» **Given exercise**
Change "marker" to "pin" in the lines from the one containing "the front wheel" through the last line, and give only those lines with everything else left the same.

» **Data rows**
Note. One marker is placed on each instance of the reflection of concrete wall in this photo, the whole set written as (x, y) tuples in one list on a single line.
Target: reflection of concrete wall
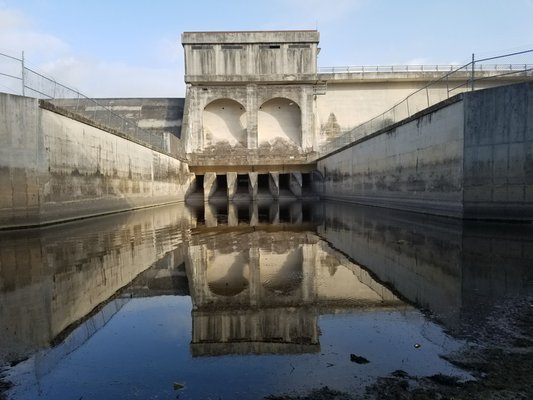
[(262, 291), (55, 168), (50, 278), (443, 265), (255, 331), (421, 261)]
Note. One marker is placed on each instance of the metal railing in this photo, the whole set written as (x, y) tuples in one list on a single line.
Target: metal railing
[(417, 68), (16, 78), (460, 79)]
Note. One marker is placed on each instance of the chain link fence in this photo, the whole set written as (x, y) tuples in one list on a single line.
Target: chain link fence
[(16, 78), (471, 76)]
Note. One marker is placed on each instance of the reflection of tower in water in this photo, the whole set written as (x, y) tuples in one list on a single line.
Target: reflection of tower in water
[(261, 291)]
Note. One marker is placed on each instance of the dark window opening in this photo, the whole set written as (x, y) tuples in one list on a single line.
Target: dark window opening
[(231, 47), (243, 213), (284, 214), (263, 215), (307, 182), (200, 214), (242, 183), (284, 181), (263, 182), (222, 214), (202, 47), (199, 183), (306, 213), (269, 46), (222, 183)]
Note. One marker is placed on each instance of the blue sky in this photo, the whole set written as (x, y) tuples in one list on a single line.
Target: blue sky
[(131, 48)]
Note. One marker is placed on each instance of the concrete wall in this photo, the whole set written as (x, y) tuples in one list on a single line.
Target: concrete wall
[(498, 152), (352, 100), (278, 126), (415, 166), (53, 168), (249, 56), (52, 277), (470, 157), (152, 115)]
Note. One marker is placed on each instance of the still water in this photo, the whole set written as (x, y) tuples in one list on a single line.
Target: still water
[(245, 301)]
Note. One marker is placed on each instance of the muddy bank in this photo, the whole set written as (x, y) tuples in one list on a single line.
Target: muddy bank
[(499, 356)]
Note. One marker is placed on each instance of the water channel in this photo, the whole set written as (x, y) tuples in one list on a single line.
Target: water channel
[(243, 301)]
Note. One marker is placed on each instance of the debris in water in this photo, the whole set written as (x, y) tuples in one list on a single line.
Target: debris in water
[(358, 359)]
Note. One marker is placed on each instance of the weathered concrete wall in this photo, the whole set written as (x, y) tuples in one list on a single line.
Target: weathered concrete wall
[(53, 168), (153, 115), (415, 166), (470, 156), (498, 152), (250, 56), (249, 124), (352, 100)]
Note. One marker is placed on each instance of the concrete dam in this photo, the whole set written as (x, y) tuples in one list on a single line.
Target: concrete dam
[(260, 122)]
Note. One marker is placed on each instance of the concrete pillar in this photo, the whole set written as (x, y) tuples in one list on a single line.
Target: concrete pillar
[(296, 213), (210, 216), (233, 219), (309, 266), (252, 188), (295, 183), (255, 275), (274, 213), (210, 184), (254, 214), (231, 177), (273, 184), (251, 115)]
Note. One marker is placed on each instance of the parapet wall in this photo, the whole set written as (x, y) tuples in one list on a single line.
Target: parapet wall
[(468, 157), (53, 168)]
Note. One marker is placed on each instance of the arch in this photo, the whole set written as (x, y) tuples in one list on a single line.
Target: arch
[(279, 118), (224, 120), (281, 272), (228, 274)]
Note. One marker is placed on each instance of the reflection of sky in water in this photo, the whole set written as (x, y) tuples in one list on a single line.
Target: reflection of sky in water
[(144, 349)]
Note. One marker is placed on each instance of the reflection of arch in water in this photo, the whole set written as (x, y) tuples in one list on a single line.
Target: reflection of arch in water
[(281, 273), (228, 274)]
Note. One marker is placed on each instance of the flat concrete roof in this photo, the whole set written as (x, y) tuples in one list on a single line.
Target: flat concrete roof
[(295, 36)]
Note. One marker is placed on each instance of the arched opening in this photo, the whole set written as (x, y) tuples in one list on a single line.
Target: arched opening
[(279, 119), (228, 274), (281, 273), (224, 120)]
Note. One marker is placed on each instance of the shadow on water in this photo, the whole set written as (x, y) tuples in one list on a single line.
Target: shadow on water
[(245, 300)]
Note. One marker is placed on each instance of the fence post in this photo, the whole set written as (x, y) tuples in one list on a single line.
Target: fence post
[(22, 76), (472, 74)]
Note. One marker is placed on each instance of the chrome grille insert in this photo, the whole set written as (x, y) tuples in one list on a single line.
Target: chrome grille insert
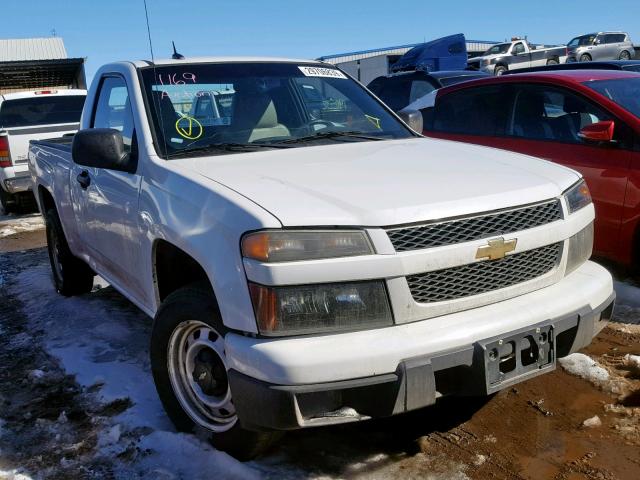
[(485, 276), (473, 228)]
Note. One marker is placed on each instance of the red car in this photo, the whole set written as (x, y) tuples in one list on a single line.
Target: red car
[(588, 120)]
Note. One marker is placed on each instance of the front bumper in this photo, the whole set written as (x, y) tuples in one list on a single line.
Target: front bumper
[(307, 390)]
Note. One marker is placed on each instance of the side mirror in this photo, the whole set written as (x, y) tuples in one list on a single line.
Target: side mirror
[(413, 118), (598, 132), (101, 148)]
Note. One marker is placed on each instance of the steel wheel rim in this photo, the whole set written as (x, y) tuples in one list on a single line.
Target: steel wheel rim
[(198, 374)]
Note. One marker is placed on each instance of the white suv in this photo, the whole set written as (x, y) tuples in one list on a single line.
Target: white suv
[(600, 46)]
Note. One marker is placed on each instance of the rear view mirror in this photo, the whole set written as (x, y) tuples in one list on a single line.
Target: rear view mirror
[(598, 132), (413, 118), (101, 148)]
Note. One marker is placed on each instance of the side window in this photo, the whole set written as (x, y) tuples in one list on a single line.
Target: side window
[(419, 88), (113, 109), (549, 113), (473, 111)]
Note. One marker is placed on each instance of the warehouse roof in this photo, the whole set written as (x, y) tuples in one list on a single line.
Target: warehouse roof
[(19, 49), (482, 44)]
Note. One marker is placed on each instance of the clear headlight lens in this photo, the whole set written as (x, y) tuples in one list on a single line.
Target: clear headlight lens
[(580, 248), (295, 245), (322, 308), (577, 196)]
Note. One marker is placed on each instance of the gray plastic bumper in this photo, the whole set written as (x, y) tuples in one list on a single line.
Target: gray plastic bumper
[(479, 369)]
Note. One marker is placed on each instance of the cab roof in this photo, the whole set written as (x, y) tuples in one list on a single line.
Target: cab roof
[(190, 60), (558, 76)]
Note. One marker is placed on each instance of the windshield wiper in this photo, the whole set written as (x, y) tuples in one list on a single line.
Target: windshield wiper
[(331, 134), (224, 147)]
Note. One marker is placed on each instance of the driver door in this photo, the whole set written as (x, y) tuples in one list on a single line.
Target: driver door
[(107, 200)]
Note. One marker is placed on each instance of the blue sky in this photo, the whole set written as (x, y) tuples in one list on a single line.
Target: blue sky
[(107, 30)]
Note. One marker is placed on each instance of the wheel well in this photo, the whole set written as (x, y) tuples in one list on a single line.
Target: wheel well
[(46, 199), (174, 269)]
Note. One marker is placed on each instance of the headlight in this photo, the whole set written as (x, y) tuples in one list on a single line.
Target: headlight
[(290, 245), (577, 196), (320, 308), (580, 248)]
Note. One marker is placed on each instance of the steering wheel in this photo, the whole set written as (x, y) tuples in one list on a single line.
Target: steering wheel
[(323, 123)]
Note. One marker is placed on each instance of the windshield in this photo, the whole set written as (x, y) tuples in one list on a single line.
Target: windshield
[(45, 110), (251, 105), (445, 82), (624, 91), (498, 49), (580, 41)]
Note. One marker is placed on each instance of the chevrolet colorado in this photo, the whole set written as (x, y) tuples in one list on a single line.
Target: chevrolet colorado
[(307, 258)]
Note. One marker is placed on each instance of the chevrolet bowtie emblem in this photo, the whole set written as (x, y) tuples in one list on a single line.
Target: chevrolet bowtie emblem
[(497, 248)]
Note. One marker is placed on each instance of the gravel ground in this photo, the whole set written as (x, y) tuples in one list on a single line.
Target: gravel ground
[(76, 401)]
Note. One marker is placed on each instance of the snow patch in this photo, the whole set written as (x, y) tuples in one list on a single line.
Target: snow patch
[(185, 456), (13, 475), (585, 367), (11, 226), (632, 362), (592, 422)]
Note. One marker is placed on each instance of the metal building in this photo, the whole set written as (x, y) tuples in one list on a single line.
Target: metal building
[(32, 63), (366, 65)]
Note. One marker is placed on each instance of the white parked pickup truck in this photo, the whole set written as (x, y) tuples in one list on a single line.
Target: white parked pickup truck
[(309, 259), (26, 116)]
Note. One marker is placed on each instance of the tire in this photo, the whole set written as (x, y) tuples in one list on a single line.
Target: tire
[(624, 55), (8, 201), (71, 276), (499, 70), (187, 316)]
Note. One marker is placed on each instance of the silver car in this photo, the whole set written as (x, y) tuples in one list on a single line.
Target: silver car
[(600, 46)]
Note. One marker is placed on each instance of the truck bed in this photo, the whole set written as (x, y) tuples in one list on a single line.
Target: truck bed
[(59, 143)]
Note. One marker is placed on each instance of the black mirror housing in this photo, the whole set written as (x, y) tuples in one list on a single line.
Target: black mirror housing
[(101, 148), (413, 118)]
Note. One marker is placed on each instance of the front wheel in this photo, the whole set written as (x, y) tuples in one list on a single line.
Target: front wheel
[(500, 70), (624, 55), (189, 365), (71, 275)]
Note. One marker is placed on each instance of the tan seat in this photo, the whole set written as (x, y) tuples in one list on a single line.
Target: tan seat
[(255, 117)]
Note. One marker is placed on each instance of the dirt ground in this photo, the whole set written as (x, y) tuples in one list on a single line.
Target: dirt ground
[(535, 430)]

» **Task result**
Note. One pin is placed on each instance of the front wheel in this photo, the whole set written as (x, y) tuples in one list on a single line.
Target: front wheel
[(500, 70), (624, 55), (189, 365), (71, 275)]
Note. One pin is placed on each instance of the tan seat in this photo, the whole set written as (x, y) tuples in one list on a single line.
Target: tan seat
[(255, 117)]
Note. One pin is placed on each instance of the dirt ground in this photo, the whole set written as (x, y) tuples in one list on a single line.
Target: dirt ground
[(535, 430)]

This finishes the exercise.